掲載本文:
==============================

2017年09月18日 09時43分40秒 | 徒然なるままに

高校(豊橋)の同級生に「井伊」という名字の人物がいた
直ぐに頭に浮かんだのは「井伊直弼」で、試しにその家系なのかと尋ねたところ
あっさり「そうだ」との答え
井伊直弼の城は彦根なのに、なんでこの地区に井伊さんがいるのだろうか?
と不思議に思ったが、長いことそのままでいた

井伊家の先祖が、井伊谷にあると知ったのはそれからだいぶ経ってからのこと
今年の大河ドラマ「おんな城主 直虎」は舞台が地元新城から近いということと
その同級生のこともあって、珍しく欠かさずに見ている

最初は戦国時代の話と言うよりは、マンガにありそうな子供時代を引きづった
ラブストーリーのように思えたが、さすがに回を重ねてくると、そのムダのような
エピソードがドラマの背景とか心理描写を深いものにしている
小野但馬守政次の死を扱った回は、ドラマの上のことだが少し落ち込んでしまった
そして言外の意味を伝えようとする駆け引きや役者さんの表情は
わかり易すぎる演技とは違って想像力を掻き立てられてプロの演技者とはすごいものだなと思ったものだ

昨日のこと、この直虎に関する後援会が新城市の文化会館であった

浜松市博物館の久野正博氏の「井伊直虎から直政へ」(新城図書館30周年企画の一つ)

==============================

問われる内容:
上の井伊家と大河ドラマについての文章から、「井伊家の先祖が、井伊谷にあると知ったのはそれからだいぶ経ってからのこと」から「浜松市博物館の久野正博氏の「井伊直虎から直政へ」(新城図書館30周年企画の一つ)」までを一字も変えずに打ち直してください。

==============================

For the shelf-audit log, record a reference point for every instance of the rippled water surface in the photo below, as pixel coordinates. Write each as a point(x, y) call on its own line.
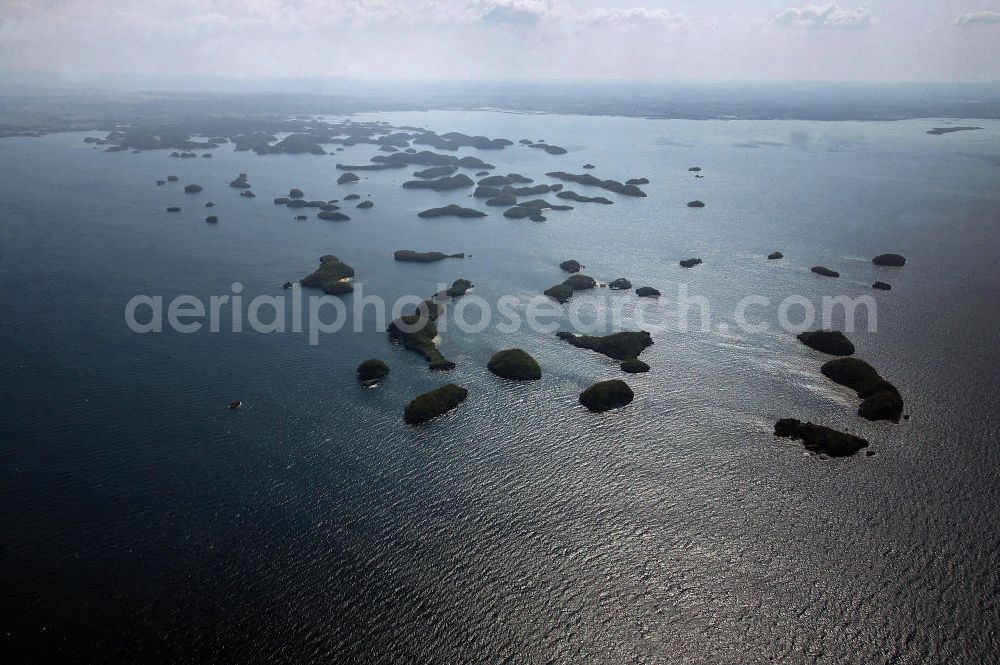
point(144, 522)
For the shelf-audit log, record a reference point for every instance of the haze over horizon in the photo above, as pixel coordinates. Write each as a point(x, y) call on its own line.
point(107, 41)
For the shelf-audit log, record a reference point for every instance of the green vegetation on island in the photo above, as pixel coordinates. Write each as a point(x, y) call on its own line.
point(606, 395)
point(435, 403)
point(880, 399)
point(819, 438)
point(515, 364)
point(332, 276)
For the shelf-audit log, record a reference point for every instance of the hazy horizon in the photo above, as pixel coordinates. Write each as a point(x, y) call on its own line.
point(112, 43)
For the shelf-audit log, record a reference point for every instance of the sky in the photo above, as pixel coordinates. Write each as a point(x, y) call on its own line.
point(672, 40)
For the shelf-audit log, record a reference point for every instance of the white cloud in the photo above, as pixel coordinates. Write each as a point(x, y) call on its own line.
point(636, 16)
point(518, 12)
point(977, 18)
point(829, 16)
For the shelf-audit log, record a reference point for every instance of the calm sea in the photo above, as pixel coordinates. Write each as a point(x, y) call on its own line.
point(145, 522)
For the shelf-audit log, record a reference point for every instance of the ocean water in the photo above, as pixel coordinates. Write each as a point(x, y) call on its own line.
point(145, 522)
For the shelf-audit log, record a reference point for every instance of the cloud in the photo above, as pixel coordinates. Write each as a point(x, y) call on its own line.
point(977, 18)
point(517, 12)
point(830, 16)
point(635, 16)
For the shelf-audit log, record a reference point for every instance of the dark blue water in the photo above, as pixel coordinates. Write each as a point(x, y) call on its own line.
point(143, 521)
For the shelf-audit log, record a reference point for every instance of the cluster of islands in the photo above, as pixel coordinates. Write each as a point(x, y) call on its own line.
point(519, 197)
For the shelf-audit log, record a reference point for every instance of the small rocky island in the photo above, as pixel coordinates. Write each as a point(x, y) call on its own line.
point(451, 210)
point(333, 276)
point(880, 399)
point(819, 438)
point(620, 284)
point(435, 403)
point(443, 184)
point(937, 131)
point(570, 195)
point(606, 395)
point(515, 364)
point(571, 265)
point(832, 342)
point(622, 346)
point(423, 257)
point(890, 260)
point(372, 371)
point(587, 179)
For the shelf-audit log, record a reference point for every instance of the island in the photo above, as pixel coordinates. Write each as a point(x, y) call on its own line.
point(502, 199)
point(573, 196)
point(532, 190)
point(937, 131)
point(441, 184)
point(606, 395)
point(333, 216)
point(891, 260)
point(484, 192)
point(620, 284)
point(504, 180)
point(551, 149)
point(587, 179)
point(580, 282)
point(515, 364)
point(434, 403)
point(457, 288)
point(832, 342)
point(571, 265)
point(560, 293)
point(880, 399)
point(819, 438)
point(423, 257)
point(333, 276)
point(622, 346)
point(372, 371)
point(451, 210)
point(634, 366)
point(416, 332)
point(239, 183)
point(436, 171)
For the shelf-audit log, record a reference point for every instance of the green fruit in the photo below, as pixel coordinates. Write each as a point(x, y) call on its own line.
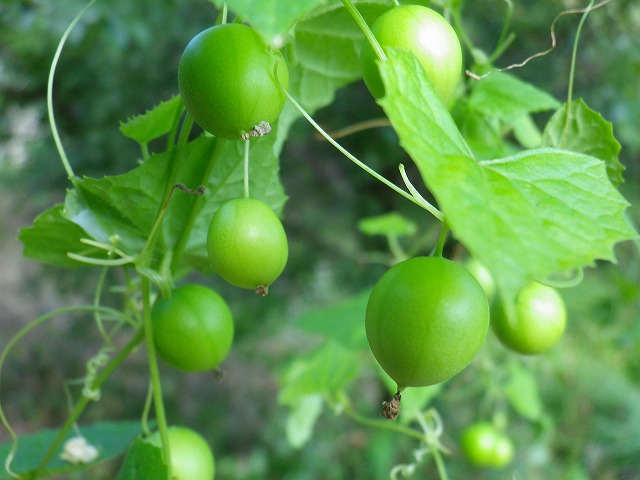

==============================

完全な解答:
井伊家の先祖が、井伊谷にあると知ったのはそれからだいぶ経ってからのこと
今年の大河ドラマ「おんな城主 直虎」は舞台が地元新城から近いということと
その同級生のこともあって、珍しく欠かさずに見ている

最初は戦国時代の話と言うよりは、マンガにありそうな子供時代を引きづった
ラブストーリーのように思えたが、さすがに回を重ねてくると、そのムダのような
エピソードがドラマの背景とか心理描写を深いものにしている
小野但馬守政次の死を扱った回は、ドラマの上のことだが少し落ち込んでしまった
そして言外の意味を伝えようとする駆け引きや役者さんの表情は
わかり易すぎる演技とは違って想像力を掻き立てられてプロの演技者とはすごいものだなと思ったものだ

昨日のこと、この直虎に関する後援会が新城市の文化会館であった

浜松市博物館の久野正博氏の「井伊直虎から直政へ」(新城図書館30周年企画の一つ)